▸ **Short exercise**: Please copy the lines below word for word, keeping every character and line break unchanged.
---- Information given
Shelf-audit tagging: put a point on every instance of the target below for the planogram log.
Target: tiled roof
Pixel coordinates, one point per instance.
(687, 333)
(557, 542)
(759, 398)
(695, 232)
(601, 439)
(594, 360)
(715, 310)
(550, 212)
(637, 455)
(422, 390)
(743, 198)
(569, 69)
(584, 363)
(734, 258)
--------
▸ **Response to this exercise**:
Shelf-audit tagging: put a point on every instance of the target below for the planogram log.
Target: tiled roof
Pixel coordinates, one point per instance.
(687, 333)
(557, 542)
(759, 398)
(695, 232)
(601, 439)
(594, 360)
(715, 310)
(550, 212)
(637, 455)
(422, 390)
(743, 198)
(569, 69)
(584, 363)
(734, 258)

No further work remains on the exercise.